# Estratto
»»

Anche se viviamo la nostra vita, immersi come siamo nella routine fatta di tante cose, non si può negare quanto la situazione mondiale ci preoccupi.
Mai si sarebbe immaginato che, in un Pianeta dove la violenza resta una cifra tragica della nostra umanità, avremmo viste scene di guerra cosi terribili e drammatiche.
Sul palcoscenico globale ci sono molte ragioni di preoccupazione e le angustie che ne derivano sono come una cappa di grigiore sulle nostre coscienze.
Non è vero che gli struzzi mettono la testa sotto la sabbia quando hanno delle preoccupazioni. È un’invenzione! Ma è vero che esiste questo rischio di scegliere di non guardare alle tante brutture che ci circondano e diventa quasi naturale chiudersi in una sorta di bolla protettiva.
Per chi crede nei principi del federalismo e ritiene che molte questioni debbano anzitutto essere affrontate nella nostra prossimità, questo significa essere cittadini coscienti e informati.
E bisogna farlo guardando anzitutto vicino a noi e alla comunità cui apparteniamo, come punto di partenza per essere coscienti anche delle sfere più vaste che ci contengono.
L’immagine efficace resta quella della matrioska. Avete presente? L’individuo - e dunque anche noi stessi - è parte di cerchi più grandi: dal singolo alla famiglia, dalla comunità al Paese, dal Continente al mondo. Questa immagine aiuta a capire che le nostre azioni locali hanno effetti globali, e viceversa.
Ecco perché le elezioni regionali alle porte sono importanti, perché il primo ambiente vitale, l’ecostima umano e politico, il terreno di confronto per i molti problemi è quello a noi più vicino.

««

# Compito da svolgere
Come si rende in inglese questa frase del brano sulla situazione mondiale e le elezioni regionali: «Sul palcoscenico globale ci sono molte ragioni di preoccupazione e le angustie che ne derivano sono come una cappa di grigiore sulle nostre coscienze.»?

Dati memorizzati:

»»

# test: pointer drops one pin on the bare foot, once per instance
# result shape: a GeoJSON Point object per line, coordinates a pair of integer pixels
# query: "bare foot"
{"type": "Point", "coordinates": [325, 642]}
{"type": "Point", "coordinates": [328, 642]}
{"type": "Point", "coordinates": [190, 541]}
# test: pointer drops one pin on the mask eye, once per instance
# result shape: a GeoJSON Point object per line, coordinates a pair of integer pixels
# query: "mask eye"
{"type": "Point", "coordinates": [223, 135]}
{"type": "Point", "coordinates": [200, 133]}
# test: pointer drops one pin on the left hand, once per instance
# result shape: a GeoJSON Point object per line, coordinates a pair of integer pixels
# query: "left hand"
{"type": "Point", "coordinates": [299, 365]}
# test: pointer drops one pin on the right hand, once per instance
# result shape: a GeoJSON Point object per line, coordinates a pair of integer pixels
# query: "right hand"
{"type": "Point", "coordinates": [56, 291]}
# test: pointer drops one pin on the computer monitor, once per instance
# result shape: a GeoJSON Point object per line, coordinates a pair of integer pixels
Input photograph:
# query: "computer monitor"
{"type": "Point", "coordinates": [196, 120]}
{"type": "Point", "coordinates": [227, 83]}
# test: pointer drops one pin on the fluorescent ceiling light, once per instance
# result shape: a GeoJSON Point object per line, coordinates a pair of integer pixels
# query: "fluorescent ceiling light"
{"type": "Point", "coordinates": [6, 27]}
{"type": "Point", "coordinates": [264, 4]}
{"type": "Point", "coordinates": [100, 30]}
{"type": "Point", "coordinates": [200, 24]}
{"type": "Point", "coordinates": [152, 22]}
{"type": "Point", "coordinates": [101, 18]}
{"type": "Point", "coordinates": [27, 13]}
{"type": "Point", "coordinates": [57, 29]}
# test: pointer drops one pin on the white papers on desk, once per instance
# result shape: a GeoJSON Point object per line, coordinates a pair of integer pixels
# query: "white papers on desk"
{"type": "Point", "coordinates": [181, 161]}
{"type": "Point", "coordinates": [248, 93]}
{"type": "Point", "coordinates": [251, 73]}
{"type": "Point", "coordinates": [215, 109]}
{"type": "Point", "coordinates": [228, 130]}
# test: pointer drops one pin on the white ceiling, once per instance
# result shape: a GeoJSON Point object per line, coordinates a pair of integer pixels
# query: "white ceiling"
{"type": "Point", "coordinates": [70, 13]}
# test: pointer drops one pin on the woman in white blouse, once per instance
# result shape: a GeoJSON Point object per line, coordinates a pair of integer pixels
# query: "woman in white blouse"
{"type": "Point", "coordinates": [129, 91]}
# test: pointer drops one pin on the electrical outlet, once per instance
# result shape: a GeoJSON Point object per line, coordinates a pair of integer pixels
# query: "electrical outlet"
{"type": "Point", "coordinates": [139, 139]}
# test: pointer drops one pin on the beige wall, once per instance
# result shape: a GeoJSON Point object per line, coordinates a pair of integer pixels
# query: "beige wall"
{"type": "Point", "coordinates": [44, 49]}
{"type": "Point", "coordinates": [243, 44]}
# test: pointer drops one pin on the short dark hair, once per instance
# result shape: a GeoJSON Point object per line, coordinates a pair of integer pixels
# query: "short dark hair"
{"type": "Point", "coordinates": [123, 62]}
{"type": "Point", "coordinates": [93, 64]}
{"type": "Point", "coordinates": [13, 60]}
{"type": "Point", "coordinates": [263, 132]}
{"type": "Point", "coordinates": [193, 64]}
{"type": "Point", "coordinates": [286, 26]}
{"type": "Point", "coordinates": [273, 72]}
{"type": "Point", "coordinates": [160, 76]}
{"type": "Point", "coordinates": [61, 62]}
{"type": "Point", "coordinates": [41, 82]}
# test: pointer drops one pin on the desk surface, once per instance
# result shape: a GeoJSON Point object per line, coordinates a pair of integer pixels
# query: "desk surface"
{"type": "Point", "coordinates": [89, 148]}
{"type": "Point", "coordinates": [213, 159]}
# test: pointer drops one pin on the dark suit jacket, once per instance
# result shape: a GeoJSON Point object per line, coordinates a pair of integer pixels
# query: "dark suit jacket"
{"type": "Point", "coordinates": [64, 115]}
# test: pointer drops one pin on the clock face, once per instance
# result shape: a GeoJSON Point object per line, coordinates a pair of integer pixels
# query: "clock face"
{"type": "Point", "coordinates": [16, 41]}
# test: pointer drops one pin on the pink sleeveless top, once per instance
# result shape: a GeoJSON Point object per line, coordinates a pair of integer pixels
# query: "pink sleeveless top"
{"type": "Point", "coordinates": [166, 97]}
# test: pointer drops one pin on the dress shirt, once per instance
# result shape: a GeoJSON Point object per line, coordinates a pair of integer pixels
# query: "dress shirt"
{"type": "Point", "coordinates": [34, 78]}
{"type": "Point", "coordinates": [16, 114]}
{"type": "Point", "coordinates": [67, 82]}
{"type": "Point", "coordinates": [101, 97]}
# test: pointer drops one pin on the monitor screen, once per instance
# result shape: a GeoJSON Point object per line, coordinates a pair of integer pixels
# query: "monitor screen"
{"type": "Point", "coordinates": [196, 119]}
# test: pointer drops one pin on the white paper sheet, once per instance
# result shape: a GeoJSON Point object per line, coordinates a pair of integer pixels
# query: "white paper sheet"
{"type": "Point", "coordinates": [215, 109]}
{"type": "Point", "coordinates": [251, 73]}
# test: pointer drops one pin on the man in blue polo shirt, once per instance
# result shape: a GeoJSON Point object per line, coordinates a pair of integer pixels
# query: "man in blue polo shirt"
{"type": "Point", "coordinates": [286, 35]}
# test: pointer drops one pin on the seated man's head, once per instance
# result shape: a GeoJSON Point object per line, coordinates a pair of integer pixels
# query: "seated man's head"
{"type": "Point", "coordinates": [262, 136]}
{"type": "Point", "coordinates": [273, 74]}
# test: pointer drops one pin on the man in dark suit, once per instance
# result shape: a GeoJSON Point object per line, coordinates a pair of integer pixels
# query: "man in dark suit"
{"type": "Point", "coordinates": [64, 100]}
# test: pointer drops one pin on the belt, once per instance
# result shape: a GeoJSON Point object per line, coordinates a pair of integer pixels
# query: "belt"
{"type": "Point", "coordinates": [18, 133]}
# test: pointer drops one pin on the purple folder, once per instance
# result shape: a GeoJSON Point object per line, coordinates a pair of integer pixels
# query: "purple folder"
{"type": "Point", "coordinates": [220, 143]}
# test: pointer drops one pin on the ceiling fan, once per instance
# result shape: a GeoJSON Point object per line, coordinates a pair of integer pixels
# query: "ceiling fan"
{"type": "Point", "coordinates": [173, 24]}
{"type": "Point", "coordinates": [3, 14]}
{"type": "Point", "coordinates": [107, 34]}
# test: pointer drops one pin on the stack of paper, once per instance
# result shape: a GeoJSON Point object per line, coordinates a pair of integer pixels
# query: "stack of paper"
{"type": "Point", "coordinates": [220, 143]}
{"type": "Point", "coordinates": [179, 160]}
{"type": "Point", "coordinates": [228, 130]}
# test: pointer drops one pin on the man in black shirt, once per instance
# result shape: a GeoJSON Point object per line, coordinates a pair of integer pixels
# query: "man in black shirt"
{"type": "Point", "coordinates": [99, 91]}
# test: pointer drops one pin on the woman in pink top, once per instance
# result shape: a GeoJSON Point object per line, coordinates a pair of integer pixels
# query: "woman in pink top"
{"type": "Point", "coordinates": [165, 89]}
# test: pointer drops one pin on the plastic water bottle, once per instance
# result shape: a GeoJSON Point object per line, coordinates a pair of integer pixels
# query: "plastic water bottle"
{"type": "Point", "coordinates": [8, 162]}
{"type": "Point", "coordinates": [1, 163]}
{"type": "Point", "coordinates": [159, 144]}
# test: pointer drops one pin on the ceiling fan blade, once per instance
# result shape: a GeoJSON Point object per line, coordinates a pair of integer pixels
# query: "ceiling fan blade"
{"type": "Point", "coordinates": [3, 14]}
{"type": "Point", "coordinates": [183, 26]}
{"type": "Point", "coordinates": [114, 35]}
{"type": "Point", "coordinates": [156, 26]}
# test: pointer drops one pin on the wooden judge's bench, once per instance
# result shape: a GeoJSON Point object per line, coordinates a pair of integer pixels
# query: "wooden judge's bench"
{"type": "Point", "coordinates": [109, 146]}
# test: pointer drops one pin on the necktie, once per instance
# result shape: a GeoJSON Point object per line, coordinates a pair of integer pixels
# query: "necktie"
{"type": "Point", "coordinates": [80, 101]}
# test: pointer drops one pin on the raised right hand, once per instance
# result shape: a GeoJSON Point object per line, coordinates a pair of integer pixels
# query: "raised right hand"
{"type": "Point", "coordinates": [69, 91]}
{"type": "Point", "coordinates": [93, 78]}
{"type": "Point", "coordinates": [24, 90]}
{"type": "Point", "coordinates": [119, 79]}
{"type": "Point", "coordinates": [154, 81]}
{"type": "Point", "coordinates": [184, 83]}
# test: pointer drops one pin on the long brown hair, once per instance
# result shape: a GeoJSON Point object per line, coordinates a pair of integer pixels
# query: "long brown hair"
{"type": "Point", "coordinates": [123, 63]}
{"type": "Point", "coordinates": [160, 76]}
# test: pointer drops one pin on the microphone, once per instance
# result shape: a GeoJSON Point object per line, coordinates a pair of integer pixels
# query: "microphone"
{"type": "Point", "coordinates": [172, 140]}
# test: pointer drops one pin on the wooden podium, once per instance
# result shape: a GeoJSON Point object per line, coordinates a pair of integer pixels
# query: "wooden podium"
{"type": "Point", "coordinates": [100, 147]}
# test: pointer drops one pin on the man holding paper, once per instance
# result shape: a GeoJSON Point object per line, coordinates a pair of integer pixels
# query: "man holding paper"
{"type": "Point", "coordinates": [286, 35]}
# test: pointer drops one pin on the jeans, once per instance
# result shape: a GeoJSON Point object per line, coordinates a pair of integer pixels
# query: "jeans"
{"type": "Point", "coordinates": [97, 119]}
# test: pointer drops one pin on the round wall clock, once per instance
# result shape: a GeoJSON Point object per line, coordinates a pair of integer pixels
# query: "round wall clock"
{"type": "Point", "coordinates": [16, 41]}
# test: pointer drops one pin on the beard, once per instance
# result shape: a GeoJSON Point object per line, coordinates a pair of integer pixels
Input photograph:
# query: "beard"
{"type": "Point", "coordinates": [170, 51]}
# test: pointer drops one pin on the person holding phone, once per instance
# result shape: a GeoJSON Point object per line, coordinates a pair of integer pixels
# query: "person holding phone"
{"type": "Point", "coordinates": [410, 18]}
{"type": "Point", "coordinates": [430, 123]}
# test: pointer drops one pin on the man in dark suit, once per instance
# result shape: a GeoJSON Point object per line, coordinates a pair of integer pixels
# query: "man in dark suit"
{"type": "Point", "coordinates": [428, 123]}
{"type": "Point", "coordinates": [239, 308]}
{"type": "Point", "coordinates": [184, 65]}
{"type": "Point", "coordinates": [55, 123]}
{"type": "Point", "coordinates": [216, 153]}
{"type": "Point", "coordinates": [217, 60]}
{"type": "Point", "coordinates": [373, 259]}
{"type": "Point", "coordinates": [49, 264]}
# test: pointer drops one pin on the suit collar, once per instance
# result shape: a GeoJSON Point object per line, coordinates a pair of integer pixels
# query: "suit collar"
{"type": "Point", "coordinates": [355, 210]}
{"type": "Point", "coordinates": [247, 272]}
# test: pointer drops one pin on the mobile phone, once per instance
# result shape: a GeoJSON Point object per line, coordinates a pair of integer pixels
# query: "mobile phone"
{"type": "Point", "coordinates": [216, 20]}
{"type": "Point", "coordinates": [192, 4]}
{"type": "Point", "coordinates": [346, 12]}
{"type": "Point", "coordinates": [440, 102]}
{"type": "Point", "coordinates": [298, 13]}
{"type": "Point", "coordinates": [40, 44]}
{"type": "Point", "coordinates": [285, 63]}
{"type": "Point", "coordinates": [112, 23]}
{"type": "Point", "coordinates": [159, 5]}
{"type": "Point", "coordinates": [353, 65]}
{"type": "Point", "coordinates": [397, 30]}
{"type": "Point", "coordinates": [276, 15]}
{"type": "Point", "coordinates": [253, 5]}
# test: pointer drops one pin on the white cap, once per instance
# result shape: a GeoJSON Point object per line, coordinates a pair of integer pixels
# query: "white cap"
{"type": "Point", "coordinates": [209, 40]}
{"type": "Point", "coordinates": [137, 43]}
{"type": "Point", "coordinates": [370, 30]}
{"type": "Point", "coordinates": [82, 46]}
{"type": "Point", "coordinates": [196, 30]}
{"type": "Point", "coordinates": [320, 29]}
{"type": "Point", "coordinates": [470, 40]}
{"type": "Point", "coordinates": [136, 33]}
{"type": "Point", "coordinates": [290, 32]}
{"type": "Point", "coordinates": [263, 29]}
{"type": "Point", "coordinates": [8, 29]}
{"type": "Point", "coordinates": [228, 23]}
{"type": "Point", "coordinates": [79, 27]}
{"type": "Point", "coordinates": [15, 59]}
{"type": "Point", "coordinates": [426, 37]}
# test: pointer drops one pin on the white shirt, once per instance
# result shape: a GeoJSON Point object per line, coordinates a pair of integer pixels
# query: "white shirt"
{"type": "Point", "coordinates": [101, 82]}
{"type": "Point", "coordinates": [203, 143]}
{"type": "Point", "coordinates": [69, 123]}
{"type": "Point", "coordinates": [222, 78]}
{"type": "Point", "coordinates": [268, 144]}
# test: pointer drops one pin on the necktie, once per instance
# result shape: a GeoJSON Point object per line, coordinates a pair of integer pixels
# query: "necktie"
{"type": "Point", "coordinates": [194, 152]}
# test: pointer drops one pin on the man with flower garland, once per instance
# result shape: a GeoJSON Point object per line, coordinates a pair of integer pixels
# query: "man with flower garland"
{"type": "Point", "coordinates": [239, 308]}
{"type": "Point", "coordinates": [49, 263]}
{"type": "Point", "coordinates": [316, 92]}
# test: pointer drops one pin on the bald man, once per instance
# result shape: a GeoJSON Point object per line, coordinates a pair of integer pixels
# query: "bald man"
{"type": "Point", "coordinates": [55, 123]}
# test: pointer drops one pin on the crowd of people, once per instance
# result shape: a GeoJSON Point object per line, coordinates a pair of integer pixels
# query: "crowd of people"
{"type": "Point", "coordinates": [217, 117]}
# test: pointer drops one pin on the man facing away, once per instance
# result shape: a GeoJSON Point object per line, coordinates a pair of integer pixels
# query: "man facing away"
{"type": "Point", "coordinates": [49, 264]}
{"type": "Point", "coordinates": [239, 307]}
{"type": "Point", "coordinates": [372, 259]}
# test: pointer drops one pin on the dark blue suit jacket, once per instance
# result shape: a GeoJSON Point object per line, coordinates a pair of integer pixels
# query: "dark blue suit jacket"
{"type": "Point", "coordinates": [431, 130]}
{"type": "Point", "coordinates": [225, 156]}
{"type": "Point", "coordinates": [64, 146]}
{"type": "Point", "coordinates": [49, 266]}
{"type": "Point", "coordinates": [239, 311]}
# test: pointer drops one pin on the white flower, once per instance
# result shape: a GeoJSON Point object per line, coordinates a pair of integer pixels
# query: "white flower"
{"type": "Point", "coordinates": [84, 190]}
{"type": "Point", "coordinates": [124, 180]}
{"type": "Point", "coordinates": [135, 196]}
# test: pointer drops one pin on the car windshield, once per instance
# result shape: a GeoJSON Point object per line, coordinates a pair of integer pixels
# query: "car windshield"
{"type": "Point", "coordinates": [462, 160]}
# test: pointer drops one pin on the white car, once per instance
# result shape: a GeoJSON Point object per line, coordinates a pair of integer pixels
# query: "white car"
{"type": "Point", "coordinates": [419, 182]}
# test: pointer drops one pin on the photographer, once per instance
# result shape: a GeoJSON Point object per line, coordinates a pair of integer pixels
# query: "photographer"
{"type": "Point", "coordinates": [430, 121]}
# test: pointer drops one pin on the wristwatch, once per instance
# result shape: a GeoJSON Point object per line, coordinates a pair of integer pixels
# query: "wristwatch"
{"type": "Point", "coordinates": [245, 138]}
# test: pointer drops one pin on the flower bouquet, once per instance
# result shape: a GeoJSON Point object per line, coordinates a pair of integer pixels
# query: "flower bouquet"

««

# Soluzione svolta
On the global stage there are many reasons for concern, and the anxieties that arise from them are like a cloak of grayness over our consciences.